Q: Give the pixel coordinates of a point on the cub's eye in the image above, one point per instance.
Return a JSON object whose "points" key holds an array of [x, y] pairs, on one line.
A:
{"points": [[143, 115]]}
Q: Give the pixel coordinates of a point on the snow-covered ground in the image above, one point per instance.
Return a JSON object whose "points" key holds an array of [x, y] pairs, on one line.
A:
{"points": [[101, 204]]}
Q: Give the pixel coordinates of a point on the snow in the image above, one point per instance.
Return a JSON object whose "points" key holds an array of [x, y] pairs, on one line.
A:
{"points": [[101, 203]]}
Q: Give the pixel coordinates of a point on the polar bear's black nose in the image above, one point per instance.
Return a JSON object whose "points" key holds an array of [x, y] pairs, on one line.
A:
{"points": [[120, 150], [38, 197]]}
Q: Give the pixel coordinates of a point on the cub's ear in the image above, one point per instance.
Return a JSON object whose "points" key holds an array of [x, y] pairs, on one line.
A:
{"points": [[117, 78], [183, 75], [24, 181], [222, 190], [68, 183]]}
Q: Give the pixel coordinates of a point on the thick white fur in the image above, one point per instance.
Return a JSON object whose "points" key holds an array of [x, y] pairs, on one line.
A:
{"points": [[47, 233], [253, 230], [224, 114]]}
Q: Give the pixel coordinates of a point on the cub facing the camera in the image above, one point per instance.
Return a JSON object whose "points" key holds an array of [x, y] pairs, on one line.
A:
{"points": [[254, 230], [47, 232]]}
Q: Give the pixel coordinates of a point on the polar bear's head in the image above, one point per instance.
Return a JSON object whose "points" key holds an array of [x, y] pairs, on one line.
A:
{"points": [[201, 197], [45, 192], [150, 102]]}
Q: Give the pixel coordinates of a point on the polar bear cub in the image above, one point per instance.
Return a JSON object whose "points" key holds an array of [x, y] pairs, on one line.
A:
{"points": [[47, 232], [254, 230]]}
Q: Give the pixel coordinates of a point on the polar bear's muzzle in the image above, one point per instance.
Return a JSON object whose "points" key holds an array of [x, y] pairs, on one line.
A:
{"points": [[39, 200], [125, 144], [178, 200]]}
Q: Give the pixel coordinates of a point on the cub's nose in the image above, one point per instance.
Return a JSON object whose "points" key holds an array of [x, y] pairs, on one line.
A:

◇ ◇ ◇ ◇ ◇ ◇ ◇

(Problem requirements) Reproduce the records verbatim from the line that contains "Q: Give the pixel coordinates of a point on the thick" through the final line of the records, including both.

(Right answer)
Q: Give the pixel coordinates of a point on the thick white fur in the image above, one point per instance.
Return a JSON object whose "points" key holds an array of [x, y] pairs, on one line.
A:
{"points": [[47, 233], [253, 230], [224, 114]]}
Q: Give the pixel coordinates of a point on the cub facing the camera in the image above, one point per instance.
Return a JSON object whose "points" key holds an array of [x, y] pairs, on one line.
A:
{"points": [[254, 230], [47, 232]]}
Q: Give the pixel coordinates of a point on the polar bear's head in the image above, one point per instance.
Return a JSON object whose "points" key holds an array of [x, y] pairs, on one line.
A:
{"points": [[201, 197], [45, 192], [150, 102]]}
Q: Give the pixel coordinates of a point on the polar bear cub in the image above, one point per instance.
Return a JSON object whose "points" key holds an array of [x, y] pairs, on one line.
A:
{"points": [[47, 232], [254, 230]]}
Q: Give the pixel coordinates of a point on the polar bear's muzzle in the image above, one point per instance.
Return a JSON object whose "points" key holds an array of [x, y] pairs, on one line.
A:
{"points": [[39, 200], [125, 144], [178, 200]]}
Q: Give the pixel coordinates of a point on the cub's nose in the image above, one point per instance.
Return a JSON object whose "points" key holds an array of [x, y] pairs, on one line.
A:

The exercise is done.